Provided text:
=-=-=

Tell us what you are trying to do? I am setting up an LMS site for a school with offline students who access lesson videos and resources online. More advanced LMS features are not needed - just a simple and robust way for students to log in, browse their courses, modules and watch lesson videos. A 'mark as complete' would be nice like on the training courses on the Toolset website, but not essential. Registering students and adding roles/post groups is done manually. I am trying to follow Toolset best practice but have run into a few challenges. So far, courses are a CPT with a relationship to a lesson CPT. Lessons are categorised by taxonomies for the course modules and year, and lesson access is controlled by Toolset post groups.

The main problem is that within each course there are different years, so different users need access to different content. Conceptually the best way would be to restrict content by taxonomy.. but I realise that isn't how Toolset likes to do it. Is there a better way?

A second problem comes with displaying Views lists of only the content the student has access to. So they go to their account and see a list of only the courses and modules they have access to. Should I abandon taxonomy and just stick with content types and relationships? How does the hidden field on post groups work? is it added to the users as well?

Content structure:

Course 01
---> 2020 + Module 01 > lessons
---> 2020 + Module 02 > lessons
---> 2020 + Module 03 > lessons

---> 2021 + Module 07 > lessons
---> 2021 + Module 08 > lessons
---> 2021 + Module 09 > lessons

Student A registers in 2020..Admin adds the 2020 role/tag and has access to all lessons from modules 1,2 and 3.
Student B registers the following year and has access to all the 2021 content.

Student A goes to his account and sees a list of modules 1, 2 and 3 - but not 7, 8,and 9.

What's the best way to organise this, also considering the site admins are not very technical? I want to keep as much as possible in front end CRED forms.

The second challenge is that I'd need a private area where admins can upload grades and invoice PDFs for each student (only visible to the admin and specific student. I'd thought about a CPT, but didn't want to create a new post group for each student. Could this be added to user fields and then placed on a page via shortcodes to guarantee that only the logged in user sees their information?

For now those are the most pressing issues. Thanks for any help!

=-=-=

Supplied information:

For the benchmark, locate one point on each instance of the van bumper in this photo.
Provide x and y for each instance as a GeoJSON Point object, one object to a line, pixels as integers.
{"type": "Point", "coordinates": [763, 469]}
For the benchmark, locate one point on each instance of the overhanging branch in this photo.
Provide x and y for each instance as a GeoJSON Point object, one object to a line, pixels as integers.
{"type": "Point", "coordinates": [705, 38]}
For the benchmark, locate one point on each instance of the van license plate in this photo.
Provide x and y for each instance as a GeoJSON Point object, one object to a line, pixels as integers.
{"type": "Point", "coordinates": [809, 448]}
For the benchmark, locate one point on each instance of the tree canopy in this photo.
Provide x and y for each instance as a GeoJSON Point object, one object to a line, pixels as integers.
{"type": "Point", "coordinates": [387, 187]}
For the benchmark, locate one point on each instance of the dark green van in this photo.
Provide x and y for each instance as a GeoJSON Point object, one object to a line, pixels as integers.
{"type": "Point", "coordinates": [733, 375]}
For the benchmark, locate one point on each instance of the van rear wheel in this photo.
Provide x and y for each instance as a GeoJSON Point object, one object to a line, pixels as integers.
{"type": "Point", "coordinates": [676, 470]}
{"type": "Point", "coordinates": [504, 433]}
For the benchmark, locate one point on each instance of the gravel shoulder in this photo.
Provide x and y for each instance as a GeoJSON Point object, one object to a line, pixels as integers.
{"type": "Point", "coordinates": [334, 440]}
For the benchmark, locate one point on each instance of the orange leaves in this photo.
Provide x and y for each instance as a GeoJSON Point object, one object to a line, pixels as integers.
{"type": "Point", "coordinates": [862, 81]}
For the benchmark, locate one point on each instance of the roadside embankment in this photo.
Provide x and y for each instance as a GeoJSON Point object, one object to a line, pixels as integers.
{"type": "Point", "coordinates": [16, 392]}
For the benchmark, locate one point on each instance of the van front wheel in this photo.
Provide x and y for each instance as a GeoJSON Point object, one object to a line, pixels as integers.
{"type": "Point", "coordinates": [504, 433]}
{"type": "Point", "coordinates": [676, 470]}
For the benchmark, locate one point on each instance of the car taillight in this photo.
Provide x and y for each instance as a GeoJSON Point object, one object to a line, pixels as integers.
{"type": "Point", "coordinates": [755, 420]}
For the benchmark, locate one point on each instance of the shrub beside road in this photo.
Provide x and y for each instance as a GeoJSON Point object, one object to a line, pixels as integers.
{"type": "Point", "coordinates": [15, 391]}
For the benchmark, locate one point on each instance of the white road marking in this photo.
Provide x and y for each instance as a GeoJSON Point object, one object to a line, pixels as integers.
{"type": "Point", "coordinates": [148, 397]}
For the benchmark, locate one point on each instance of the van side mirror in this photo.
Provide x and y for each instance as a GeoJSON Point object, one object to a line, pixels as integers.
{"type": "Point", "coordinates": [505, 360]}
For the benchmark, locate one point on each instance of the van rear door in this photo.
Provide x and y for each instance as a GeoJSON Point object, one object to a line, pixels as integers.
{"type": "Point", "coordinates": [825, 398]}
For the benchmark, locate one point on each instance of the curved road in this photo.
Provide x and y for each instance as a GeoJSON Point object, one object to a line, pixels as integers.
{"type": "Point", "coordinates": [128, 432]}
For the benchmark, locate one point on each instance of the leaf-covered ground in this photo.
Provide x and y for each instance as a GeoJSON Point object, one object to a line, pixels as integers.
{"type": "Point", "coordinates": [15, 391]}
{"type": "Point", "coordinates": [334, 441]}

=-=-=

Set exercise: Quote the stretch of the LMS setup post from "---> 2021 + Module 07" through "the 2021 content.".

Completed exercise:
---> 2021 + Module 07 > lessons
---> 2021 + Module 08 > lessons
---> 2021 + Module 09 > lessons

Student A registers in 2020..Admin adds the 2020 role/tag and has access to all lessons from modules 1,2 and 3.
Student B registers the following year and has access to all the 2021 content.